■ **TO-DO LIST**
A - In the Java optimization post, begin at the words "Now, since buildSongSet" and stop after "not an option.". Reproduce that span with "efficient" swapped for "scalable".
B - According to the Java optimization post, how many Song elements does the input array hold?
C - Please carry the Java optimization post forward from its final sentence.

■ **SOURCE DOCUMENT**
** start **

How can I optimize this code?

My current project has us using TreeSet and TreeMap in Java, with an input array of 10514 Song elements read in from a text file. Each Song contains a Artist, Title and Lyric fields. The aim of this project is to conduct fast searches on the lyrics using sets and maps.

First, I iterate over the input Song array, accessing the lyrics field and creating a Scanner object to iterate over the lyric words using this code: commonWords is a TreeSet of words that should not be keys, and lyricWords is the overall map of words to Songs.

public void buildSongMap() {
    for (Song song:songs) {
        //method variables
        String currentLyrics= song.getLyrics().toLowerCase(); 
        TreeSet<Song> addToSet=null;
        Scanner readIn= new Scanner(currentLyrics);
        String word= readIn.next();

        while (readIn.hasNext()) {

            if (!commonWords.contains(word) && !word.equals("") && word.length()>1) {
                if (lyricWords.containsKey(word)) {
                    addToSet= lyricWords.get(word);
                    addToSet.add(song);
                    word=readIn.next();
                } else 
                    buildSongSet(word);

            } else 
                word= readIn.next();
        }

    }

In order to build the songSet, I use this code:

public void buildSongSet(String word) {     
    TreeSet<Song> songSet= new TreeSet<Song>();
    for (Song song:songs) {
        //adds song to set 
        if (song.getLyrics().contains(word)) {
            songSet.add(song);
        }
    }
    lyricWords.put(word, songSet);
    System.out.println("Word added "+word);
}

Now, since buildSongSet is called from inside a loop, creating the map executes in N^2 time. When the input array is 4 songs, searches run very fast, but when using the full array of 10514 elements, it can take over 15+ min to build the map on a 2.4GHz machine with 6 GiB RAM. What can I do to make this code more efficient? Unfortunately, reducing the input data is not an option.

** end **

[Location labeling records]
** start **

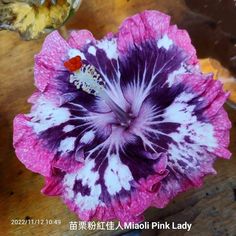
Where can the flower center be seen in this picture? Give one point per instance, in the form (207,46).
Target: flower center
(87,79)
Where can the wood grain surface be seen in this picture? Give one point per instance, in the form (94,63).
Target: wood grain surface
(211,209)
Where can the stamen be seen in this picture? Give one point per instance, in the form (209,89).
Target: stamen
(90,81)
(73,64)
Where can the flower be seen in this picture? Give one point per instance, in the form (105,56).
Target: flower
(122,123)
(32,18)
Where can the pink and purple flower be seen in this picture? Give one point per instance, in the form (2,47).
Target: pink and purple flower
(123,123)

** end **

■ **THE ANSWERS**
A -
Now, since buildSongSet is called from inside a loop, creating the map executes in N^2 time. When the input array is 4 songs, searches run very fast, but when using the full array of 10514 elements, it can take over 15+ min to build the map on a 2.4GHz machine with 6 GiB RAM. What can I do to make this code more scalable? Unfortunately, reducing the input data is not an option.

B - 10514

C -
Solution

It looks like your buildSongSet is doing redundant work. Your block:

if (lyricWords.containsKey(word)) {
    addToSet= lyricWords.get(word);
    addToSet.add(song);
    word=readIn.next();
}

adds a song to an existing set. So, when you find a word you don't know about, just add one song to it. Change buildSongSet to:

public void buildSongSet(String word, Song firstSongWithWord) {     
    TreeSet<Song> songSet= new TreeSet<Song>();
    songSet.add(firstSongWithWord);
    lyricWords.put(word, songSet);
    System.out.println("Word added "+word);
}

the remaining songs left to be iterated will then be added to that songset from the first block of code if they contain that word. I think that should work.

EDIT just saw this was homework... so removed the HashSet recommendations..

Ok.. so suppose you have these Songs in order with lyrics:

Song 1 - foo
Song 2 - foo bar
Song 3 - foo bar baz

Song 1 will see that foo does not contain lyricWords, so it will call buildSongSet and create a set for foo. It will add itself into the set containing foo.

Song 2 will see that foo is in lyricWords, and add itself to the set. It will see bar is not in the set, and create a set and add itself. It doesn't need to traverse previous songs since the first time the word was seen was in Song 2.

Song 3 follows the same logic.

Another thing you can try doing to optimize your code is to figure out a way to not process duplicate words in the lyrics. if your lyrics are foo foo foo foo bar bar bar foo bar then you're going to be doing a lot of unnecessary checks.

EDIT also see rsp's answer - additional speedups there, but the big speedup is getting rid of the inner loop - glad it's down to 15 secs now.